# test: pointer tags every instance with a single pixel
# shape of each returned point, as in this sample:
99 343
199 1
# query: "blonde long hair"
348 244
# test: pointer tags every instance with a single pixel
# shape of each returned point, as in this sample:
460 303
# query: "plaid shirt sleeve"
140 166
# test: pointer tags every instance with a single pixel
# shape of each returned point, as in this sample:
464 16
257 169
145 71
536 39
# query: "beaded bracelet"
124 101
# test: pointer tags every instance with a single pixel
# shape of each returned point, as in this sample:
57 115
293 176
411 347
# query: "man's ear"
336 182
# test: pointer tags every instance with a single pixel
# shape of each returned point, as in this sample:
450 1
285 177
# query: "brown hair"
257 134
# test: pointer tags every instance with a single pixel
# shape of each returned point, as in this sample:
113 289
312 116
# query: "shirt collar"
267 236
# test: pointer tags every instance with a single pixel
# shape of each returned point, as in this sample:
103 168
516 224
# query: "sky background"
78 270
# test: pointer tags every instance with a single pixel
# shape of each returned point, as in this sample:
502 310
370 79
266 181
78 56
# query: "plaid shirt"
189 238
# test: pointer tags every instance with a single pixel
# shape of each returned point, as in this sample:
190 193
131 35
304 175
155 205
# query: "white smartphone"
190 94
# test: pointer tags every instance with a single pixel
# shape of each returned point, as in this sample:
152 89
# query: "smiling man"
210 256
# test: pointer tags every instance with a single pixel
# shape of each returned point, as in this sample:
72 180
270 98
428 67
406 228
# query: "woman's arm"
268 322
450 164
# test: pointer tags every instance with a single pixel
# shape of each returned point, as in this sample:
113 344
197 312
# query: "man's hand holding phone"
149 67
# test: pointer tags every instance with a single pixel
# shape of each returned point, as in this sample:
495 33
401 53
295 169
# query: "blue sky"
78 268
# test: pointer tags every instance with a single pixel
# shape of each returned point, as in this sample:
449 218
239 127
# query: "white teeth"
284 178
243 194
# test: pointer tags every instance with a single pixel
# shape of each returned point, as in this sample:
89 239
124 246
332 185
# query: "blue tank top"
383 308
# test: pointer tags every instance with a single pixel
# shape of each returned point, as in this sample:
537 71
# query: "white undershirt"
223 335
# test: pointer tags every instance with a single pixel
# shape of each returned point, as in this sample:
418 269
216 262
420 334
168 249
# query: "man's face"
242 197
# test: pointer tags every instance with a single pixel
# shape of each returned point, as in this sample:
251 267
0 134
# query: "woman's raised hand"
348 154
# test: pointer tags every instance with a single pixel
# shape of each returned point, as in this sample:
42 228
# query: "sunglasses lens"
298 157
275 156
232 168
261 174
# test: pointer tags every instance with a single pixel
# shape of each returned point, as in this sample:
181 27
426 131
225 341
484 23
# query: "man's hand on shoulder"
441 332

§

## EXERCISE OBJECTIVE
Above are the records; copy all of them exactly.

## CORRECT ANSWER
# test: pointer tags every instance with a single pixel
# shape of each returned point, as in this sample:
99 343
199 1
# query: "blonde long hair"
348 244
# test: pointer tags every instance with a single pixel
# shape of each returned point, as in this sample:
460 303
# query: "plaid shirt sleeve"
140 166
# test: pointer tags every instance with a single pixel
# shape of each returned point, as in this sample:
464 16
257 169
145 71
536 39
# query: "beaded bracelet"
124 101
# test: pointer tags every instance with a single pixel
# shape of each returned point, as in this sample:
57 115
293 176
411 347
# query: "man's ear"
336 182
# test: pointer tags every instance with a single pixel
# shape of each returned point, as in this sample:
450 1
285 177
# query: "brown hair"
257 134
# test: pointer tags every instance with a single pixel
# shape of each returned point, as in this sample:
113 289
312 116
# query: "shirt collar"
267 236
# test: pointer tags every instance with a single pixel
# shape of each returned point, as in this sample:
103 168
516 224
# query: "sky background"
78 270
# test: pointer tags every instance with a single pixel
# shape of each returned point, as in this sample:
502 310
370 79
266 181
78 56
# query: "plaid shirt"
189 238
# test: pointer tags every instance with a single pixel
# shape of each returned point, as in this sample:
190 193
131 35
304 175
155 205
# query: "white smartphone"
190 94
# test: pointer tags every instance with a single pixel
# shape of each returned point, as in this sample:
152 89
# query: "smiling man"
210 256
# test: pointer tags every instance with a single pixel
# shape of each returned point, as in this sample:
72 180
270 98
428 67
406 228
# query: "woman's arm"
268 322
450 164
# test: pointer tags every instance with a single pixel
# shape of each returned point, as in this sample:
113 344
197 312
# query: "man's hand holding phone"
149 67
# test: pointer tags every instance with a single pixel
# shape of each returned point, as in this sample:
495 33
401 53
295 169
# query: "blue sky"
78 268
# test: pointer tags every instance with a single pixel
# shape of each returned point, as in this sample:
449 218
239 127
# query: "white teeth"
284 178
243 194
# test: pointer tags every instance with a single pixel
# shape of each returned point, as in this sample:
89 239
124 246
332 185
# query: "blue tank top"
383 308
# test: pointer tags every instance with a single pixel
# shape of each returned point, as in this sample:
537 71
# query: "white undershirt"
223 335
# test: pointer tags every instance with a single pixel
# shape of each returned point, as in this sample:
418 269
216 262
420 334
168 249
# query: "man's face"
242 197
# test: pointer tags every instance with a single pixel
# shape of each returned point, as in this sample:
251 267
0 134
# query: "woman's raised hand"
348 154
# test: pointer tags every instance with a single pixel
# shape of each returned point, as in this sample:
42 228
# query: "sunglasses lens"
298 157
275 156
232 168
261 174
# test: pointer tags every instance with a single pixel
# shape of each returned point, as in this sample:
181 27
426 131
225 341
484 23
# query: "man's hand on shoulder"
441 332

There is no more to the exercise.